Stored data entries
------------------------------------------------------------

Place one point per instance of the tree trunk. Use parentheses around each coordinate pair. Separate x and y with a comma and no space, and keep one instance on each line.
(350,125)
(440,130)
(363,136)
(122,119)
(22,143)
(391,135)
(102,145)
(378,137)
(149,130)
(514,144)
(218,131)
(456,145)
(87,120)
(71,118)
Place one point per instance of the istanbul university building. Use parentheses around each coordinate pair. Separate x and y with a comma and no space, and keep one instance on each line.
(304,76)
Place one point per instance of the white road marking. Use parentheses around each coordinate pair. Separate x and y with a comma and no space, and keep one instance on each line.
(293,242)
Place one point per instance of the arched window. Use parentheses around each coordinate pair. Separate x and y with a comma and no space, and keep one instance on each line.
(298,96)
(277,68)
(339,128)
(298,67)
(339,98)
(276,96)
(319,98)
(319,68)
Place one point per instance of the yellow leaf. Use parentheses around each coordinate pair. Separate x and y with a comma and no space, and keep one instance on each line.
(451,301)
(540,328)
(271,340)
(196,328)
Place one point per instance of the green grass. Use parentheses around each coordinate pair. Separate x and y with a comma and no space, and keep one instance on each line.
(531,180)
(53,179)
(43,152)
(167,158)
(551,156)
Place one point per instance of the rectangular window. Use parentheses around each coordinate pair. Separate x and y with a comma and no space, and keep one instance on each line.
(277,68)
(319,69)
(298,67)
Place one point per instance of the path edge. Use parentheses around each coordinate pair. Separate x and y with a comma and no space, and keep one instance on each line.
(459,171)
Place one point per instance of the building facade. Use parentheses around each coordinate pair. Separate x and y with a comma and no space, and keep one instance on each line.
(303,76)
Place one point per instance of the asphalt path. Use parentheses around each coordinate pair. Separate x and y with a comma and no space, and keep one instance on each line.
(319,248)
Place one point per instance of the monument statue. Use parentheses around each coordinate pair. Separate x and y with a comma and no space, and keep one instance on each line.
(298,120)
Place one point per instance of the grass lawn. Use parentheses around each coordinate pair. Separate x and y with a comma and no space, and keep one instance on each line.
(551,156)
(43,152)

------------------------------------------------------------

WHAT THE EXERCISE ASKS
Nothing in the data may be left out; copy every line exactly.

SOLVED PROBLEM
Place one point per instance of the tree trunk. Use parentheses around each coordinate pair. Separate x and y with a comma and no space, and keep one instance on each line.
(350,125)
(440,130)
(363,136)
(122,119)
(22,143)
(391,135)
(102,145)
(378,137)
(149,130)
(514,144)
(218,131)
(456,145)
(87,120)
(71,118)
Place one point per instance of the istanbul university building. Use parentheses around each coordinate pair. Separate x and y with a comma and no space, and keep one instance on each line.
(304,76)
Place one point per instance of the white road marking. Use parentheses around each coordinate pair. Separate x and y with a comma and no space, and keep one instance on each line.
(293,242)
Place one point per instance of the arched window. Use parentheses around each coordinate pair. Separate x and y with a comma and no space, and keep one instance on each line.
(298,96)
(277,68)
(339,128)
(298,67)
(339,98)
(276,96)
(319,98)
(319,68)
Place one point per instance of the yellow leaf. Use parentheses around each coordinate pair. Separate x and y with a comma and no space, and keep one instance on each line.
(451,301)
(540,328)
(271,340)
(196,328)
Place one point per instance of the green grass. Use parentheses around each coordinate pair. Separate x and y with a comma and no space, and keep one instance on each line.
(531,180)
(53,179)
(43,152)
(167,158)
(551,156)
Place one point per instance of the rectangular window. Use parentheses around each coordinate pair. Separate x and y with a comma and no space, and keep one instance on each line.
(277,68)
(319,69)
(298,67)
Place one point per instance of the path edge. Use parentheses around each coordinate pair. Separate x and y with a comma and no space, and keep one instance on each line.
(459,171)
Place one point per instance of the building facade. Use parentheses around each coordinate pair. Separate x and y with a comma and no space, and keep one instance on each line.
(303,76)
Place one point per instance of the asphalt path. Use parentheses around each coordinate pair. Separate x and y with a comma and no space, and keep one instance on each line.
(319,248)
Place one point per instance of the monument statue. Use parentheses around each coordinate pair. Separate x and y with a comma and no space, and keep one instance on each line.
(298,120)
Place one point per instance of the grass lawn. Use parentheses around each coordinate pair. Separate x and y with a comma and no space, and keep one instance on each line.
(551,156)
(43,152)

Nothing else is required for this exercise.